TASK REQUIREMENTS:
So that the copy matches the original, write out every entry exactly.

Records from a collection:
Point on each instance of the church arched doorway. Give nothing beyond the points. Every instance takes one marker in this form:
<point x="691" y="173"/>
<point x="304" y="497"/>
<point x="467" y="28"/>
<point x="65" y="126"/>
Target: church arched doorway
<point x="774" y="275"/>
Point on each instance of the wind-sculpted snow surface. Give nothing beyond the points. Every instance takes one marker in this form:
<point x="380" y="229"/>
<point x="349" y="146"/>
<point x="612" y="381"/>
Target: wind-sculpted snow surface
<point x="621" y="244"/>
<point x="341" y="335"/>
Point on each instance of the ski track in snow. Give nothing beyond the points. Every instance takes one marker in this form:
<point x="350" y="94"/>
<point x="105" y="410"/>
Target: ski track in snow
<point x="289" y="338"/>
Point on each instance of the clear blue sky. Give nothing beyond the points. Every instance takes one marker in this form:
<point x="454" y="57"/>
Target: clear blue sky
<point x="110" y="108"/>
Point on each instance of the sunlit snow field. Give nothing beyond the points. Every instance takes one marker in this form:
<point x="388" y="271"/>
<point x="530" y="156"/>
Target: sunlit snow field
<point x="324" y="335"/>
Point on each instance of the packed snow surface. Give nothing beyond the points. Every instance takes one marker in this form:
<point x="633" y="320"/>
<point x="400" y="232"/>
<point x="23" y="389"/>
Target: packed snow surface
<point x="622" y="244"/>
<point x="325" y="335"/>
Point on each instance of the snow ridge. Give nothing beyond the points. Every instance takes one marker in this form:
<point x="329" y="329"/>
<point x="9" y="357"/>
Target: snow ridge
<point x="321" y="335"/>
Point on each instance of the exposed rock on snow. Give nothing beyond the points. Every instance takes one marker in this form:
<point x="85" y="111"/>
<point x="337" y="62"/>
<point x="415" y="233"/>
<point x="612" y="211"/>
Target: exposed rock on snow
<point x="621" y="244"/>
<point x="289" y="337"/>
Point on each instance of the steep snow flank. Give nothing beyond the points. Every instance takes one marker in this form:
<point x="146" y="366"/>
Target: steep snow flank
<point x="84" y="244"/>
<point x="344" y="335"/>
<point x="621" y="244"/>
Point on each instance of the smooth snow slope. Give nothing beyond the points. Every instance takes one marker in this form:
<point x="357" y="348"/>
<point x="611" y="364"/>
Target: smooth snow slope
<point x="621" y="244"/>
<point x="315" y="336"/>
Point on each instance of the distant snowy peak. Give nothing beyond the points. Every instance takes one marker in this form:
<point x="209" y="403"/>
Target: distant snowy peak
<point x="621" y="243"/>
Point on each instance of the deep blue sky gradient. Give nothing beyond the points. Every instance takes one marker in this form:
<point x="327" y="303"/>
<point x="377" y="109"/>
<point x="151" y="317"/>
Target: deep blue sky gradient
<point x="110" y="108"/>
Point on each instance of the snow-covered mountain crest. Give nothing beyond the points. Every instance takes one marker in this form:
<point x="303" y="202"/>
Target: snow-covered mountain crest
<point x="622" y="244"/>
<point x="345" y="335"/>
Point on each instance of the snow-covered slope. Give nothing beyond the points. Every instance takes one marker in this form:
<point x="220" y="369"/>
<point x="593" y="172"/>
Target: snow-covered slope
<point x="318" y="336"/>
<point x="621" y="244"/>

REPLY TO THE TASK:
Point on each instance of the church arched doorway. Give nothing beyond the points. Every instance takes one marker in this form:
<point x="691" y="173"/>
<point x="304" y="497"/>
<point x="467" y="28"/>
<point x="65" y="126"/>
Target: church arched doorway
<point x="774" y="275"/>
Point on each instance of the wind-sculpted snow surface. Give nothing beyond the points. Every instance takes one marker in this form:
<point x="380" y="229"/>
<point x="349" y="146"/>
<point x="612" y="381"/>
Target: wind-sculpted snow surface
<point x="621" y="244"/>
<point x="341" y="335"/>
Point on each instance of the ski track in snow. Give nothing beyond the points. Every instance takes one marker in this form:
<point x="350" y="94"/>
<point x="105" y="410"/>
Target: ski track in snow
<point x="289" y="338"/>
Point on each instance of the clear blue sky. Give nothing beyond the points. Every instance takes one marker in this form:
<point x="454" y="57"/>
Target: clear blue sky
<point x="110" y="108"/>
Point on each instance of the sunlit snow field. Give nothing beyond the points. Every instance takes one marker in this form:
<point x="388" y="271"/>
<point x="530" y="156"/>
Target: sunlit snow field
<point x="324" y="335"/>
Point on each instance of the packed snow surface. Give nothing beyond the points. Every instance takes one marker in this form:
<point x="633" y="320"/>
<point x="400" y="232"/>
<point x="23" y="389"/>
Target: packed snow surface
<point x="622" y="244"/>
<point x="325" y="335"/>
Point on each instance of the snow ridge. Give nothing beyond the points. Every instance takes one marker in this form:
<point x="329" y="329"/>
<point x="9" y="357"/>
Target: snow ridge
<point x="321" y="335"/>
Point on each instance of the exposed rock on snow. Give nothing beyond the points. Every instance takes one marker in this form:
<point x="85" y="111"/>
<point x="337" y="62"/>
<point x="415" y="233"/>
<point x="612" y="211"/>
Target: exposed rock on snow
<point x="621" y="244"/>
<point x="289" y="337"/>
Point on each instance of the steep snow flank. Give nothing beyond the points. Every instance takes one marker in this form:
<point x="146" y="366"/>
Target: steep snow flank
<point x="84" y="244"/>
<point x="344" y="335"/>
<point x="621" y="244"/>
Point on each instance of the smooth snow slope. Give nothing beyond the points. Every instance takes one marker in this form:
<point x="357" y="348"/>
<point x="611" y="364"/>
Target: smooth snow slope
<point x="621" y="244"/>
<point x="315" y="336"/>
Point on each instance of the distant snowy peak. Give nothing beyond the points. Every instance takes one marker in this form:
<point x="209" y="403"/>
Target: distant snowy peak
<point x="621" y="243"/>
Point on each instance of the deep blue sky gradient. Give nothing beyond the points. Every instance takes one marker in this form:
<point x="327" y="303"/>
<point x="377" y="109"/>
<point x="151" y="317"/>
Target: deep blue sky gradient
<point x="110" y="108"/>
Point on each instance of the snow-covered mountain crest. Give nothing beyond the points. Every instance takes one marker in this form:
<point x="303" y="202"/>
Target: snow-covered mountain crest
<point x="622" y="244"/>
<point x="345" y="335"/>
Point on each instance of the snow-covered slope. Give nothing beyond the points. Every instance takes one marker in this form:
<point x="220" y="369"/>
<point x="593" y="172"/>
Target: snow-covered slope
<point x="318" y="336"/>
<point x="621" y="244"/>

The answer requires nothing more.